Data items
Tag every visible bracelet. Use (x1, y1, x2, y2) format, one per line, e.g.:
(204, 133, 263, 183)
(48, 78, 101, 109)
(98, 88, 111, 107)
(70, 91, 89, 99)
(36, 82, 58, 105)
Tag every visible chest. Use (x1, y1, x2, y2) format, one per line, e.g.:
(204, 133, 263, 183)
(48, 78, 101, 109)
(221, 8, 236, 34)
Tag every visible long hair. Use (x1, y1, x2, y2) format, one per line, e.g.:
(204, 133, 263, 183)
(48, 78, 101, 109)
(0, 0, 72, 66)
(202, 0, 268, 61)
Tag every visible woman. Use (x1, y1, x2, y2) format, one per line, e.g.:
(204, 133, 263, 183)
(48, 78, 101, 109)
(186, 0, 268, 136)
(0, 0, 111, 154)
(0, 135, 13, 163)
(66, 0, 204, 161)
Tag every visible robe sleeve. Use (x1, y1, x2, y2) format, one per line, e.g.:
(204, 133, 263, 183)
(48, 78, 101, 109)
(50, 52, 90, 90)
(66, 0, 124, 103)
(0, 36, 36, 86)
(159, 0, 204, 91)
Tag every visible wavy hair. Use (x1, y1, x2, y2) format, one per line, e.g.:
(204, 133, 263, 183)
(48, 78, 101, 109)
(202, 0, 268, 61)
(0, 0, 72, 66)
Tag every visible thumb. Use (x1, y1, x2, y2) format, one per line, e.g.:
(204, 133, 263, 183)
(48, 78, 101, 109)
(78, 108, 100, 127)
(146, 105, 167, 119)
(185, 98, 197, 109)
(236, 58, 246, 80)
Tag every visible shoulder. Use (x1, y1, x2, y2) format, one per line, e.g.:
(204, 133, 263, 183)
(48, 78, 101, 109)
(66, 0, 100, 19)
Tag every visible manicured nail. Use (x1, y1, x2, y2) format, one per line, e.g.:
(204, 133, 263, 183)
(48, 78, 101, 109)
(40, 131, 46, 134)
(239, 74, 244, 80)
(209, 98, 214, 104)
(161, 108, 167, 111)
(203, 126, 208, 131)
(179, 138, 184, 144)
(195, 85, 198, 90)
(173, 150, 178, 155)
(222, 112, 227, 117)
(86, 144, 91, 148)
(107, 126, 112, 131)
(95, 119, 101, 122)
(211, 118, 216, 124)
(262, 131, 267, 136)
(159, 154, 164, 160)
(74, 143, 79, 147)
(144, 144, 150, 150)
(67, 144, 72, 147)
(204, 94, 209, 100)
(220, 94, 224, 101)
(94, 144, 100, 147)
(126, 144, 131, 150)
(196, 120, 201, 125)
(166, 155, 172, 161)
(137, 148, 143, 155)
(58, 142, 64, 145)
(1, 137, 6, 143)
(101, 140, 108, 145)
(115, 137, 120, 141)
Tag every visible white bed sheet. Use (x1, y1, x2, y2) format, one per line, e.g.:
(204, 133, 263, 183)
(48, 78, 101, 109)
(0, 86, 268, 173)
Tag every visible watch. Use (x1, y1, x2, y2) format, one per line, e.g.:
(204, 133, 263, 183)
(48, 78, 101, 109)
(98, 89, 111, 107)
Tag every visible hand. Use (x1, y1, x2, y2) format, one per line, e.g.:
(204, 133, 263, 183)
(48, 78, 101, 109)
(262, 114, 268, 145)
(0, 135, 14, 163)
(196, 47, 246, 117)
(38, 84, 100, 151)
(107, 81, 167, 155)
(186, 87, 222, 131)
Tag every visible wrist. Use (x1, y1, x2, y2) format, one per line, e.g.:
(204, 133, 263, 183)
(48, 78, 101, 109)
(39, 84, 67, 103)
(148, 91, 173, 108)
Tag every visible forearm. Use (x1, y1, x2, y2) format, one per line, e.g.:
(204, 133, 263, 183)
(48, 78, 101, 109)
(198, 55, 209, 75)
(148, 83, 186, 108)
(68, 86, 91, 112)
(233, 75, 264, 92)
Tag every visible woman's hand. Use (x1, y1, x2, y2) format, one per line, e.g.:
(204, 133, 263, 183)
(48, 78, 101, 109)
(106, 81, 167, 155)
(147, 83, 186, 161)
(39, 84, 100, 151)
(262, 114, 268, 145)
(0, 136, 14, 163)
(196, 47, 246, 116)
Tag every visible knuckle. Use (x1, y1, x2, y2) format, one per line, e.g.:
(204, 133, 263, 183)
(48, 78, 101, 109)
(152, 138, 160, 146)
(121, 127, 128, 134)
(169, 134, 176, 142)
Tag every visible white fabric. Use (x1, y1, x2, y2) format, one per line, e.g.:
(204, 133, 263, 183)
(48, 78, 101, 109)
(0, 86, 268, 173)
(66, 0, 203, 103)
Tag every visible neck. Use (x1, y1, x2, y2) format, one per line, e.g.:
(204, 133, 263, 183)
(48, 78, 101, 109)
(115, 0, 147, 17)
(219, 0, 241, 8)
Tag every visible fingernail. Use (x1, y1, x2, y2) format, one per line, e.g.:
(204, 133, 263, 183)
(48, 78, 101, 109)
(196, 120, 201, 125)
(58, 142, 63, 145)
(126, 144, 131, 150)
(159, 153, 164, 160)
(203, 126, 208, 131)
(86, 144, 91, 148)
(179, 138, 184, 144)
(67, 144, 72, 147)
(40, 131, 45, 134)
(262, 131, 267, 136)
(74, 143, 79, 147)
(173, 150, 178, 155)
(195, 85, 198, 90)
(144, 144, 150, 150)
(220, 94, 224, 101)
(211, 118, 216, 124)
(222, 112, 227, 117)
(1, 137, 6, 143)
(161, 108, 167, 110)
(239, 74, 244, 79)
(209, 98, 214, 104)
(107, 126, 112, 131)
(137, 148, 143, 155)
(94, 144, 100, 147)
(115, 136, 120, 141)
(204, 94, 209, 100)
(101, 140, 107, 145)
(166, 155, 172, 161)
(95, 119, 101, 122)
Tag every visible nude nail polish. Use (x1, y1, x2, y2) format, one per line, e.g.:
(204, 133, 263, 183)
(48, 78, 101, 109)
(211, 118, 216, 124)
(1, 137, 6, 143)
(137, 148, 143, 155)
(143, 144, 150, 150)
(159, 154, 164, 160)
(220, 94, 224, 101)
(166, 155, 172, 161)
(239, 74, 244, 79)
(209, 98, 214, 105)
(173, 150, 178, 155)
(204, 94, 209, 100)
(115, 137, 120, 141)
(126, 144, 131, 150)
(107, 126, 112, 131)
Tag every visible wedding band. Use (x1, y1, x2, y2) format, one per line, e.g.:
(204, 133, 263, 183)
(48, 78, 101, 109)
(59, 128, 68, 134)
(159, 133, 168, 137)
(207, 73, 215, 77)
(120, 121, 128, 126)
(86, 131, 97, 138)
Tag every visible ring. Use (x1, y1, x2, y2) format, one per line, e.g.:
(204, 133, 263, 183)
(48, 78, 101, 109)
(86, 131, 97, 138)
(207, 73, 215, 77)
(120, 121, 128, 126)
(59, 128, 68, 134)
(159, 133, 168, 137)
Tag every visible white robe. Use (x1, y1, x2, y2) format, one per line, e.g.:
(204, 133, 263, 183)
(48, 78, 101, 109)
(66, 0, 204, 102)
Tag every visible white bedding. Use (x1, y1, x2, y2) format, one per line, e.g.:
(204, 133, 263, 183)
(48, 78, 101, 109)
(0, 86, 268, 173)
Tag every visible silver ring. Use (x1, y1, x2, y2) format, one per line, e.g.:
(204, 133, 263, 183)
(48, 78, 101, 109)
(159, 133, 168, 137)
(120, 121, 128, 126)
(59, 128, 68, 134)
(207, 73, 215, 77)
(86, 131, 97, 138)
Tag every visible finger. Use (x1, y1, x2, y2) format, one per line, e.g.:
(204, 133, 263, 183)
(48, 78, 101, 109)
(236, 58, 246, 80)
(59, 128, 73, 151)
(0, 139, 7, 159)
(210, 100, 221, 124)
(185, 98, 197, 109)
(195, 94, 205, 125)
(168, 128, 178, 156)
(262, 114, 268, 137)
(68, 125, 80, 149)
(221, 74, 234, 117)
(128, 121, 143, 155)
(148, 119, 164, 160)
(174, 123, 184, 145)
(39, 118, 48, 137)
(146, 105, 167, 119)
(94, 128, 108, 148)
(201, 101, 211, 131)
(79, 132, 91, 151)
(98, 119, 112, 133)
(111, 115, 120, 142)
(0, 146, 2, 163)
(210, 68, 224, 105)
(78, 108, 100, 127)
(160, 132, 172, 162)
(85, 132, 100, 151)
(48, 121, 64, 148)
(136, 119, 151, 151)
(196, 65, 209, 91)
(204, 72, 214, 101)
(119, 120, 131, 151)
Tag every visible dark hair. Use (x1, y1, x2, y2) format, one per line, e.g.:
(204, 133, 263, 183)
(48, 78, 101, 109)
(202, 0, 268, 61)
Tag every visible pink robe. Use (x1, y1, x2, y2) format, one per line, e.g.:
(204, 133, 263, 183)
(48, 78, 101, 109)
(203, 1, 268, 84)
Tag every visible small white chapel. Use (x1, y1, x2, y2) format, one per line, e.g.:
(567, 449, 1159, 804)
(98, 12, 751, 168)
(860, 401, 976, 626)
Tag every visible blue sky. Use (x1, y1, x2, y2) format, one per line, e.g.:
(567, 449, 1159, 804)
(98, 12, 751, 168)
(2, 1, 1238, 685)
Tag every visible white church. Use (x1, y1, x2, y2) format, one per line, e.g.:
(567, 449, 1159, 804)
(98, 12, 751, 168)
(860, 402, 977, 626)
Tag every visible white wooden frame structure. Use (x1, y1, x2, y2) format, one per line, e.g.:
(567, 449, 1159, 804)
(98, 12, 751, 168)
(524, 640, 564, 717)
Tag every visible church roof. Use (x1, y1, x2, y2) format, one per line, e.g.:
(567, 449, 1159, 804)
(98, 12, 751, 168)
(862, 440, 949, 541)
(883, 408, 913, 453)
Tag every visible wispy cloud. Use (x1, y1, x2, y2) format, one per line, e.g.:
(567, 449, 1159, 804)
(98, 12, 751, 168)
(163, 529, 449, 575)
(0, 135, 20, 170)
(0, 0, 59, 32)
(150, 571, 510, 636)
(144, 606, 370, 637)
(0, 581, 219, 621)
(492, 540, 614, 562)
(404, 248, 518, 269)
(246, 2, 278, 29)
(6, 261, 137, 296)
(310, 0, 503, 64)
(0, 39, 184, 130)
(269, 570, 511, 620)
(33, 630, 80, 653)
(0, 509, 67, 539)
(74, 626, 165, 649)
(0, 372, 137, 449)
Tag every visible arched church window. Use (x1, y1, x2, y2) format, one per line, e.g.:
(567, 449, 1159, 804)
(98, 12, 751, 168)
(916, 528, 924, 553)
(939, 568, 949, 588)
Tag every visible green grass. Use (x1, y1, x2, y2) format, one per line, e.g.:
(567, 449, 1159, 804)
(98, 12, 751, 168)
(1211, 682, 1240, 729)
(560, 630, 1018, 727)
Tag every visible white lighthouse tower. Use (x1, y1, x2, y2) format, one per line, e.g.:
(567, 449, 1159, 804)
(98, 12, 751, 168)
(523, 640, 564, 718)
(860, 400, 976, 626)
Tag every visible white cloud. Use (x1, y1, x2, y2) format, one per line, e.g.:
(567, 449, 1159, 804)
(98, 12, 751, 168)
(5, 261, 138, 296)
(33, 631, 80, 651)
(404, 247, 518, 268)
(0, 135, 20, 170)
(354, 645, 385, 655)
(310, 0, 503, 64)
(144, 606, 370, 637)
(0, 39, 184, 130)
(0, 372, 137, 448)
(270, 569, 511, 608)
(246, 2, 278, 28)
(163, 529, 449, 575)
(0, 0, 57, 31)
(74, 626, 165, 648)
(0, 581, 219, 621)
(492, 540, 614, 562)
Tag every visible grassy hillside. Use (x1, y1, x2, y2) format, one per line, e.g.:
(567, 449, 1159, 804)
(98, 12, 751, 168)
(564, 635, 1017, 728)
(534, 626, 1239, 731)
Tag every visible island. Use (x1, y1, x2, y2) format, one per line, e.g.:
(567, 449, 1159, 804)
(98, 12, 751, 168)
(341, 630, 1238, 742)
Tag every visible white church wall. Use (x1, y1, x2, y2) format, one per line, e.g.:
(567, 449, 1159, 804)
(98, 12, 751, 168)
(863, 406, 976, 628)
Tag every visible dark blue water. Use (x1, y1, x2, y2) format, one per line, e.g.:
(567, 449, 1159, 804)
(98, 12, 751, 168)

--- TASK INSTRUCTIONS ---
For the entries, state the number of lines that include the string "white". Add no other words.

--- SOLUTION FOR THIS PROBLEM ---
10